### [Document extract]
As the days of our lives begin to slow dance, many of us have the opportunity to contemplate the meaning of what, who, and how we were during our life on earth…did we do the best we could? …did we give when needed…were we there for our friends when they needed us…how many smiles did we leave behind when we left a room…did we live our life with passion and meaning?
Becoming as ill as I have over the past 9 months, most of my days are sedentary, and I’m not used to that. For 50 plus years I was always running not walking. My mode of getting things done was to speed 100 miles an hour past everyone else (and yes I got quite a few speeding tickets in my time!).
Now, sitting or laying in bed leaves me with something I didn’t think about before: A time for contemplation. It’s gotta’ be done, I do believe that. If we have the opportunity to trip back to the “good old days” and relive some of those happier times, it’s a definite improvement over sitting there blankly watching the latest reality television show. If you have trash you need to burn (i.e., apologies to make, fences to mend, etc. – now is a wonderful time to do it). Not everyone gets the chance to make things right with those they have hurt. Count your blessings if you can do just that one thing! If I can say, “I’m sorry,” I literally feel the weight come off my heart.

### [Your instructions]
Continue the personal essay about illness and looking back on one's life, starting after its last sentence.

### [Excerpted records]

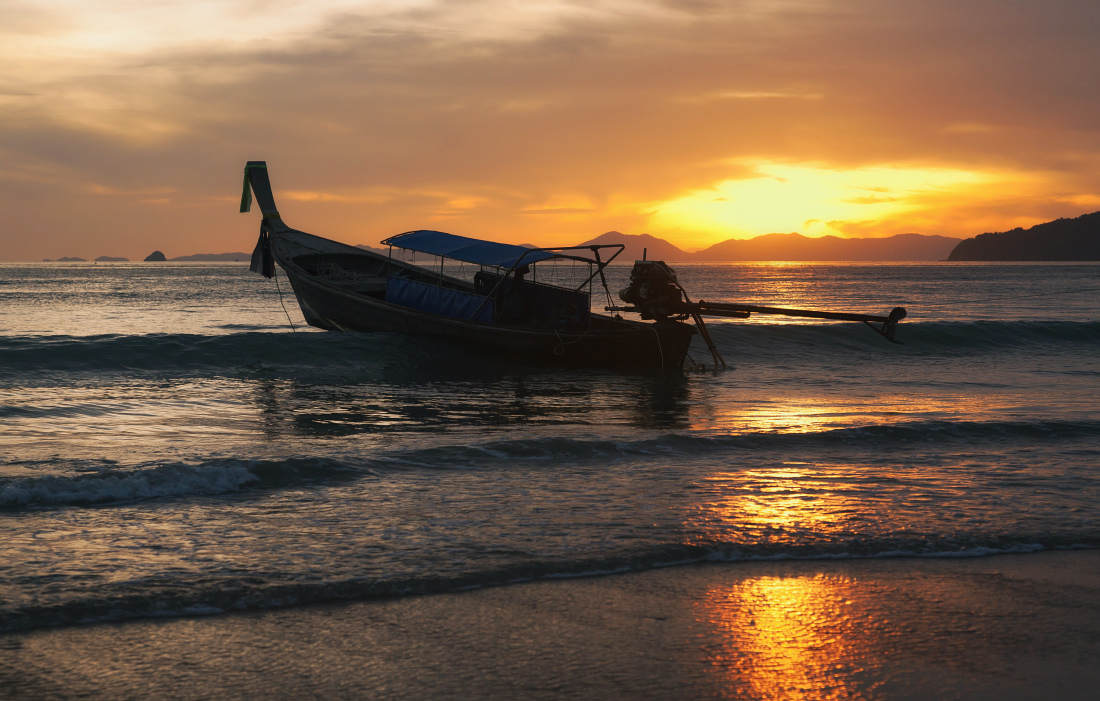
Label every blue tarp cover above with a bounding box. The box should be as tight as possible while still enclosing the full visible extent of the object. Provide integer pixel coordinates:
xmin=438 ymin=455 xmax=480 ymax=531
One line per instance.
xmin=383 ymin=230 xmax=560 ymax=267
xmin=386 ymin=275 xmax=493 ymax=324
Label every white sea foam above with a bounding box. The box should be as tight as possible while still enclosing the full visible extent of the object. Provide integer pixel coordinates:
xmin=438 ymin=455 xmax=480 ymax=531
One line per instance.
xmin=0 ymin=463 xmax=259 ymax=507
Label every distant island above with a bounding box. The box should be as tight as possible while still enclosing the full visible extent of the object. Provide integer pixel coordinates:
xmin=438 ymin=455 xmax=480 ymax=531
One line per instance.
xmin=64 ymin=211 xmax=1100 ymax=263
xmin=582 ymin=231 xmax=959 ymax=261
xmin=168 ymin=252 xmax=252 ymax=263
xmin=947 ymin=211 xmax=1100 ymax=261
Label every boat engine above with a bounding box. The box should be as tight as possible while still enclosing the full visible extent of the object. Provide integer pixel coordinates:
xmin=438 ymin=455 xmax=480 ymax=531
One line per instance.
xmin=619 ymin=261 xmax=684 ymax=319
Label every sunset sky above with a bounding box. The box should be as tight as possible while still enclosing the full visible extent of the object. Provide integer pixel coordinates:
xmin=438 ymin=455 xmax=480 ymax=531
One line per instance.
xmin=0 ymin=0 xmax=1100 ymax=261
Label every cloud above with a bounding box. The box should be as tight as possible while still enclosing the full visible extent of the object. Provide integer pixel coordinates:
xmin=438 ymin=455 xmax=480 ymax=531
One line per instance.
xmin=0 ymin=0 xmax=1100 ymax=259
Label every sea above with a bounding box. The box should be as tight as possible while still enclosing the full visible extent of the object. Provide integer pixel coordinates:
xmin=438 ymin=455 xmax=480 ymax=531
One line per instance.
xmin=0 ymin=262 xmax=1100 ymax=632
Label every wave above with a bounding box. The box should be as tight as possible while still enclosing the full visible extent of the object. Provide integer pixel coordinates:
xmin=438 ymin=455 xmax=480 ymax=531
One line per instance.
xmin=0 ymin=321 xmax=1100 ymax=375
xmin=0 ymin=535 xmax=1100 ymax=633
xmin=0 ymin=458 xmax=369 ymax=510
xmin=0 ymin=421 xmax=1100 ymax=510
xmin=707 ymin=321 xmax=1100 ymax=357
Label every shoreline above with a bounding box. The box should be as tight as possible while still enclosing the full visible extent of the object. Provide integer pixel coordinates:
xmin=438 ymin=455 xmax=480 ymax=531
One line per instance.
xmin=0 ymin=550 xmax=1100 ymax=699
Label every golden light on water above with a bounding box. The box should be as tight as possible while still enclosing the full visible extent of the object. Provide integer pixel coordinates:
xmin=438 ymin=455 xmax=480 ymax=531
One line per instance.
xmin=695 ymin=574 xmax=878 ymax=699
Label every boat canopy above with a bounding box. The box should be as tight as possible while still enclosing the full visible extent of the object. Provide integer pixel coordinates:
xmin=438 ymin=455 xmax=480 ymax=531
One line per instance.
xmin=382 ymin=229 xmax=570 ymax=269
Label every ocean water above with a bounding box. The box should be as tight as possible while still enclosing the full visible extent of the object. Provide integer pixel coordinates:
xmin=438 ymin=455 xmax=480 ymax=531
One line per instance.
xmin=0 ymin=263 xmax=1100 ymax=632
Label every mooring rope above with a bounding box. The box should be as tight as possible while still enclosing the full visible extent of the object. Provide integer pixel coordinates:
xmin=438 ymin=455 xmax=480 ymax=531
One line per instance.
xmin=272 ymin=267 xmax=298 ymax=331
xmin=952 ymin=287 xmax=1100 ymax=304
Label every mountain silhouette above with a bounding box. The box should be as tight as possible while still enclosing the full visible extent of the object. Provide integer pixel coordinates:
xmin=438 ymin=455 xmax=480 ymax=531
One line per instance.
xmin=947 ymin=211 xmax=1100 ymax=261
xmin=567 ymin=231 xmax=695 ymax=263
xmin=582 ymin=231 xmax=959 ymax=261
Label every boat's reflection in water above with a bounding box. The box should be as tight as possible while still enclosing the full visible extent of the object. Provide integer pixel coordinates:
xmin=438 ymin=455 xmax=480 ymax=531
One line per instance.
xmin=245 ymin=334 xmax=690 ymax=439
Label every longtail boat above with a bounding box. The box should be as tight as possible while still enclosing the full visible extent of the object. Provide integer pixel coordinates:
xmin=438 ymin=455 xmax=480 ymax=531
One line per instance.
xmin=241 ymin=161 xmax=905 ymax=370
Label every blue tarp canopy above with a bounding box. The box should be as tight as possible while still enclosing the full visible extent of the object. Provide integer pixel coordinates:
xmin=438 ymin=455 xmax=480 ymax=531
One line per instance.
xmin=383 ymin=230 xmax=564 ymax=267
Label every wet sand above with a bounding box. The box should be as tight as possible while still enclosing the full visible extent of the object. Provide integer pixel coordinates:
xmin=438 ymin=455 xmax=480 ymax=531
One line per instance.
xmin=0 ymin=550 xmax=1100 ymax=699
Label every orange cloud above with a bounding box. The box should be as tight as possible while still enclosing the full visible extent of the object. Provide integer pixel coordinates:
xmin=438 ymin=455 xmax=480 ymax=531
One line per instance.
xmin=0 ymin=0 xmax=1100 ymax=260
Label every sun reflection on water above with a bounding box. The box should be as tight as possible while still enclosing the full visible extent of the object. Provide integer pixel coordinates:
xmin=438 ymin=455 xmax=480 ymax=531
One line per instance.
xmin=695 ymin=574 xmax=883 ymax=699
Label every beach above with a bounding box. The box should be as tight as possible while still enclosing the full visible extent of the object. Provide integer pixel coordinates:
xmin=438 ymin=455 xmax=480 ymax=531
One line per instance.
xmin=0 ymin=263 xmax=1100 ymax=699
xmin=0 ymin=550 xmax=1100 ymax=699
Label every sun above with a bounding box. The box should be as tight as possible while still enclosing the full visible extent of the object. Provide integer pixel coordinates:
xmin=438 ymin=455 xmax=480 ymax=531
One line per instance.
xmin=648 ymin=161 xmax=998 ymax=245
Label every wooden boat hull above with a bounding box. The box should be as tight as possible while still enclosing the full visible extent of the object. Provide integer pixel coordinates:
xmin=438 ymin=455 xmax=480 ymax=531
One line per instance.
xmin=282 ymin=264 xmax=694 ymax=370
xmin=241 ymin=161 xmax=695 ymax=370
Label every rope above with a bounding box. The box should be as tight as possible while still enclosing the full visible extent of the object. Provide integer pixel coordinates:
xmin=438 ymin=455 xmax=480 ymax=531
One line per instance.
xmin=272 ymin=267 xmax=298 ymax=331
xmin=553 ymin=329 xmax=592 ymax=355
xmin=952 ymin=287 xmax=1100 ymax=304
xmin=646 ymin=326 xmax=664 ymax=370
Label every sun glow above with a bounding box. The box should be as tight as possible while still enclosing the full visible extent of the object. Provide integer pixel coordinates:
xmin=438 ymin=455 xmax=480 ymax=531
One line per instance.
xmin=649 ymin=161 xmax=1003 ymax=245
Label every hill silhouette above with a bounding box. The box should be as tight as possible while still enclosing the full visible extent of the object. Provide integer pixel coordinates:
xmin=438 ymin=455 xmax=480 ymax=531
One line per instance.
xmin=695 ymin=233 xmax=959 ymax=261
xmin=567 ymin=231 xmax=695 ymax=263
xmin=582 ymin=231 xmax=959 ymax=261
xmin=947 ymin=211 xmax=1100 ymax=261
xmin=168 ymin=252 xmax=252 ymax=263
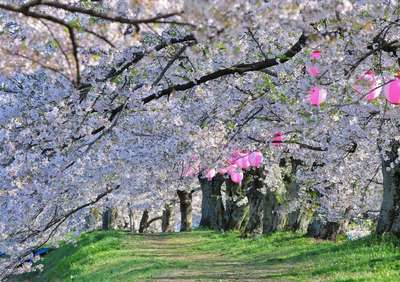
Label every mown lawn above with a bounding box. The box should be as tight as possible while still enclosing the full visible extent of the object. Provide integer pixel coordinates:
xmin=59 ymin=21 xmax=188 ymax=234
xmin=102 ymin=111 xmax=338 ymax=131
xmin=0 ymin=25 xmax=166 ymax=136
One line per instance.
xmin=8 ymin=231 xmax=400 ymax=282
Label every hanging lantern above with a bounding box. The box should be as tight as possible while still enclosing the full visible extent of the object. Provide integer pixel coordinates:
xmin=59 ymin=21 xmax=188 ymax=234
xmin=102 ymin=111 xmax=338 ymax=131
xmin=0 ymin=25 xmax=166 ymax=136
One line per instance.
xmin=236 ymin=155 xmax=250 ymax=169
xmin=384 ymin=78 xmax=400 ymax=105
xmin=310 ymin=86 xmax=327 ymax=106
xmin=226 ymin=164 xmax=239 ymax=175
xmin=249 ymin=151 xmax=263 ymax=168
xmin=272 ymin=132 xmax=283 ymax=146
xmin=353 ymin=70 xmax=382 ymax=102
xmin=230 ymin=171 xmax=243 ymax=184
xmin=228 ymin=150 xmax=243 ymax=165
xmin=311 ymin=50 xmax=321 ymax=60
xmin=218 ymin=167 xmax=228 ymax=175
xmin=206 ymin=168 xmax=217 ymax=181
xmin=307 ymin=65 xmax=320 ymax=77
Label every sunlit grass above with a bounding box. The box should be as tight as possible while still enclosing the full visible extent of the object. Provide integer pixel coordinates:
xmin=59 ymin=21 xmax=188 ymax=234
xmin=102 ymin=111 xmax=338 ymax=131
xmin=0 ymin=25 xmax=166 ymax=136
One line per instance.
xmin=10 ymin=231 xmax=400 ymax=281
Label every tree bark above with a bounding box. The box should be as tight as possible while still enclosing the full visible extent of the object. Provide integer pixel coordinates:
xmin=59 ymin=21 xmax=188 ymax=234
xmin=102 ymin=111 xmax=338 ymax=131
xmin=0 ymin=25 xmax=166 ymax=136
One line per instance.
xmin=199 ymin=174 xmax=225 ymax=230
xmin=139 ymin=209 xmax=149 ymax=233
xmin=102 ymin=207 xmax=118 ymax=230
xmin=307 ymin=216 xmax=340 ymax=240
xmin=225 ymin=173 xmax=251 ymax=230
xmin=161 ymin=203 xmax=175 ymax=232
xmin=129 ymin=208 xmax=136 ymax=233
xmin=244 ymin=168 xmax=265 ymax=235
xmin=376 ymin=140 xmax=400 ymax=236
xmin=263 ymin=189 xmax=287 ymax=234
xmin=176 ymin=190 xmax=192 ymax=231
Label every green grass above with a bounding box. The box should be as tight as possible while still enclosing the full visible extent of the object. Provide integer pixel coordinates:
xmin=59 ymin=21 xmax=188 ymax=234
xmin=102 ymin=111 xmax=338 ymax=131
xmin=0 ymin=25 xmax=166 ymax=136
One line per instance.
xmin=8 ymin=231 xmax=400 ymax=282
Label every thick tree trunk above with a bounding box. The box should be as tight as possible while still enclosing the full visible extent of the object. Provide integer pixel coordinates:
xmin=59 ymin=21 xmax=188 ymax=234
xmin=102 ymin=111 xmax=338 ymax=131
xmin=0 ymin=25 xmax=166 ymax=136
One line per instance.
xmin=307 ymin=217 xmax=340 ymax=240
xmin=244 ymin=168 xmax=265 ymax=235
xmin=102 ymin=207 xmax=118 ymax=230
xmin=139 ymin=209 xmax=149 ymax=233
xmin=263 ymin=190 xmax=287 ymax=234
xmin=85 ymin=207 xmax=101 ymax=231
xmin=129 ymin=208 xmax=136 ymax=233
xmin=161 ymin=203 xmax=175 ymax=232
xmin=376 ymin=140 xmax=400 ymax=236
xmin=225 ymin=176 xmax=251 ymax=230
xmin=176 ymin=190 xmax=192 ymax=231
xmin=199 ymin=174 xmax=225 ymax=230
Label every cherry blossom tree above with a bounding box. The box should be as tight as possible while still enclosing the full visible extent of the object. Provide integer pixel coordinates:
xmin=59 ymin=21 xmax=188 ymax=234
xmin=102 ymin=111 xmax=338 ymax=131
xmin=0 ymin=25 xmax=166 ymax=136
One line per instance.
xmin=0 ymin=0 xmax=400 ymax=277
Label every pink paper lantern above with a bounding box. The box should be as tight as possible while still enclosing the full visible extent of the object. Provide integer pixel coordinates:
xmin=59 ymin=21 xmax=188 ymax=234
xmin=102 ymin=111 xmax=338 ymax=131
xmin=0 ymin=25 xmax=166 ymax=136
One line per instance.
xmin=230 ymin=171 xmax=243 ymax=184
xmin=206 ymin=168 xmax=217 ymax=181
xmin=307 ymin=65 xmax=320 ymax=77
xmin=310 ymin=86 xmax=327 ymax=106
xmin=353 ymin=70 xmax=382 ymax=102
xmin=384 ymin=78 xmax=400 ymax=105
xmin=272 ymin=132 xmax=283 ymax=146
xmin=249 ymin=151 xmax=264 ymax=168
xmin=311 ymin=50 xmax=321 ymax=60
xmin=218 ymin=167 xmax=228 ymax=175
xmin=228 ymin=150 xmax=242 ymax=165
xmin=226 ymin=164 xmax=239 ymax=175
xmin=236 ymin=155 xmax=250 ymax=169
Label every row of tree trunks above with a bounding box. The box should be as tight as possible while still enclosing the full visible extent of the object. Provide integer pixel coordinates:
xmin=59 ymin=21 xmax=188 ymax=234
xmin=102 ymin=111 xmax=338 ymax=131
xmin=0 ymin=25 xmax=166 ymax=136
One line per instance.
xmin=176 ymin=190 xmax=193 ymax=231
xmin=244 ymin=167 xmax=266 ymax=235
xmin=161 ymin=203 xmax=175 ymax=232
xmin=102 ymin=207 xmax=118 ymax=230
xmin=225 ymin=177 xmax=251 ymax=230
xmin=199 ymin=174 xmax=225 ymax=230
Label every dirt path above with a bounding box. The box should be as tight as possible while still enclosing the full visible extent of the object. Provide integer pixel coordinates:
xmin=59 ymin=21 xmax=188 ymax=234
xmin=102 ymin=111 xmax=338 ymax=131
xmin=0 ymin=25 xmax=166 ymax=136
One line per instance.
xmin=126 ymin=234 xmax=292 ymax=281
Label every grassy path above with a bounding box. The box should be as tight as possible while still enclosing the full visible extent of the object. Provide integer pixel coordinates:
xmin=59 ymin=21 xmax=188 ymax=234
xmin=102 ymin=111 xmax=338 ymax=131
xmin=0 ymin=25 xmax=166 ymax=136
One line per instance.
xmin=10 ymin=231 xmax=400 ymax=281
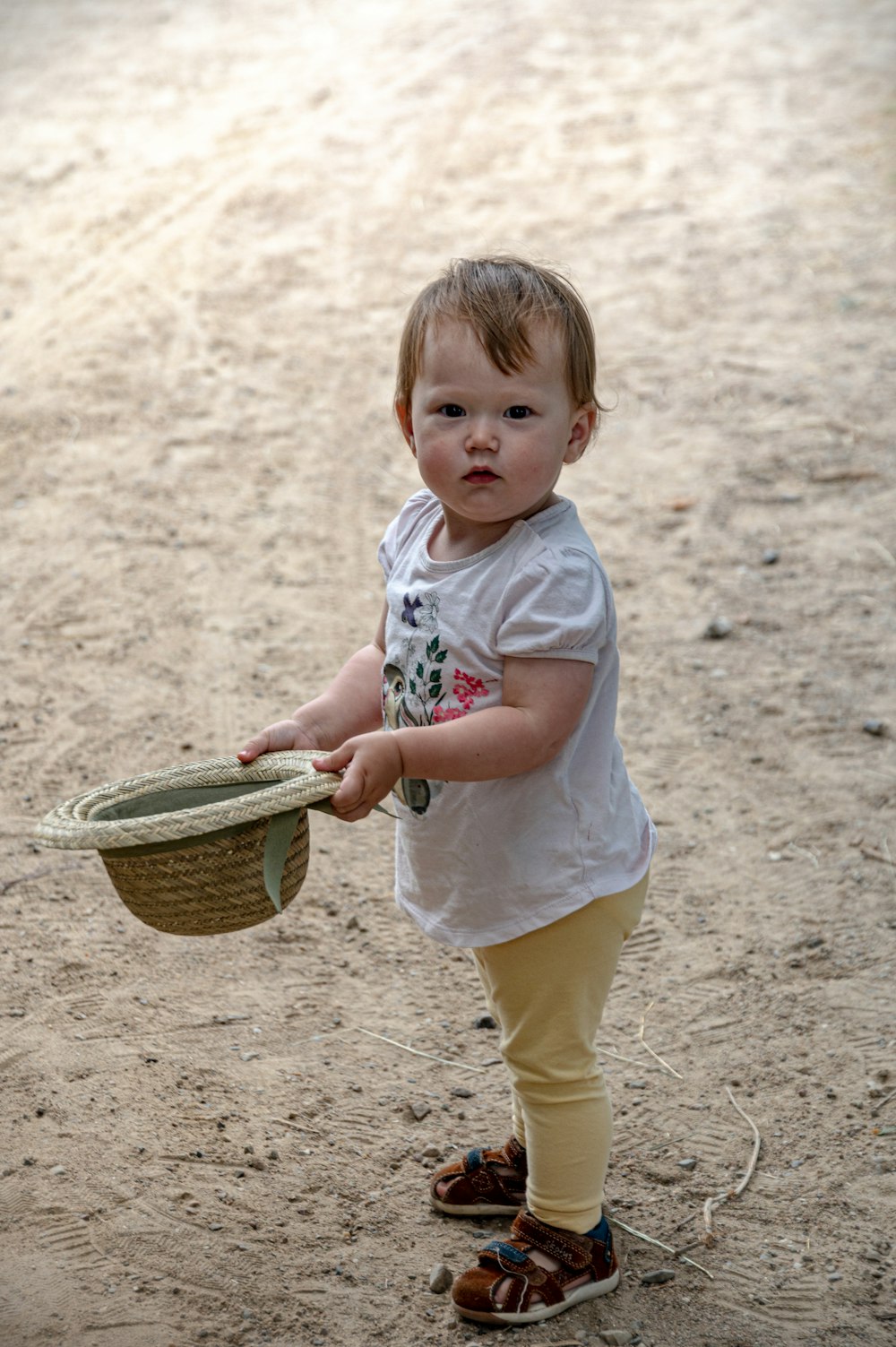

### [Task result]
The hospice workers call all of this “life review.” That’s a darned good description of what is going on for us. It’s an opportunity to sift through the past – – memories of first loves, beautiful sunsets, shooting stars on the backdrop of a black moonless night, that fabulous hot stone massage you got somewhere, sitting out by a running creek with a fishing pole and nothing but the rustle of the wind in the trees to keep you company….the list can go on and on and on.
So, while I’m sifting through my past and memories of events and people who I have loved and some who I hated, I feel a sadness too. Those are now memories. It won’t happen again. I won’t see “that” again. I am dying and where I go from that point of my last breath, I have no idea. I can only wonder. I think highly of this “life review” experience. It’s a blessing to have the time and mental clarity (what little that I do have between taking the pain medicines and opiates). Tonight I feel lucky for these moments of memories of the past.